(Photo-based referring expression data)
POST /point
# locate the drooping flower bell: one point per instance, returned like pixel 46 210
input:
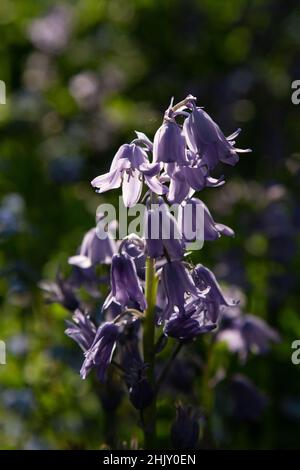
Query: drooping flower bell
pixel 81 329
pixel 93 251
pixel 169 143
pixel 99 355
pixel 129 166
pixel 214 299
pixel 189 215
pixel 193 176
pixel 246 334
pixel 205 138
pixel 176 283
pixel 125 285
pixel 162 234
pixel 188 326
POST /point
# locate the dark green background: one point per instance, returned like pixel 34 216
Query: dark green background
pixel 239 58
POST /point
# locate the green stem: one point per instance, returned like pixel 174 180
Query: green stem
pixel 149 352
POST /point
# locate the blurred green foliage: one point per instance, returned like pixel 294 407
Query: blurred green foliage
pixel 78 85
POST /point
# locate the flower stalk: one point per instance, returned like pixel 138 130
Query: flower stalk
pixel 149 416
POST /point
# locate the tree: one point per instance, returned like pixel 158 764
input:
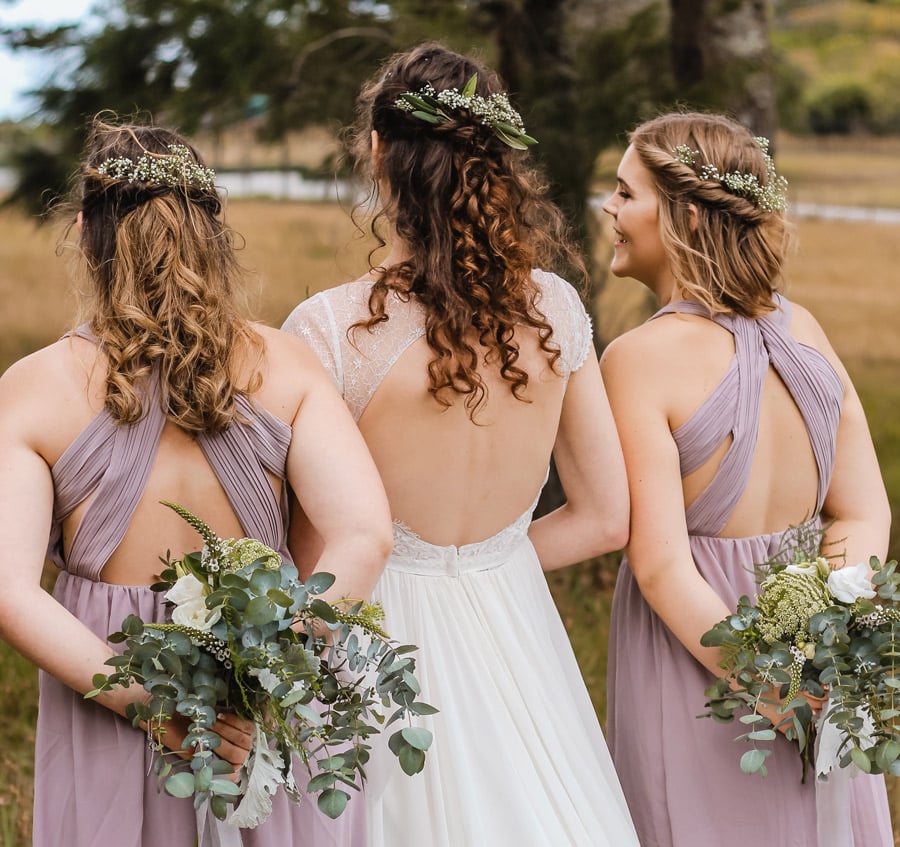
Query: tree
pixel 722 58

_PROBLEM STATEMENT_
Set down the records again verbatim, with no pictures.

_EXERCISE RESULT_
POST /point
# locate the drooping flower bell: one point per instance, returned like pixel 46 210
input:
Query: drooping flower bell
pixel 81 329
pixel 93 251
pixel 169 143
pixel 99 355
pixel 129 166
pixel 214 299
pixel 189 215
pixel 193 176
pixel 246 334
pixel 205 138
pixel 176 283
pixel 125 285
pixel 162 234
pixel 188 326
POST /point
# locate the dark green background: one point per instance, returned like pixel 34 216
Query: dark green background
pixel 239 58
POST /point
# locate the green stem: one point per instance, returned like pixel 174 180
Query: green stem
pixel 149 352
POST /point
# locate the blurred green foliage: one point per instance, returned like pixel 294 407
Query: blurred green foliage
pixel 78 85
POST /point
# locate the flower stalk: one point per instance, returned like pixel 138 130
Query: flower stalk
pixel 149 416
POST /point
# locate the tree: one point per instance, returned like pixel 158 764
input:
Query: tree
pixel 722 58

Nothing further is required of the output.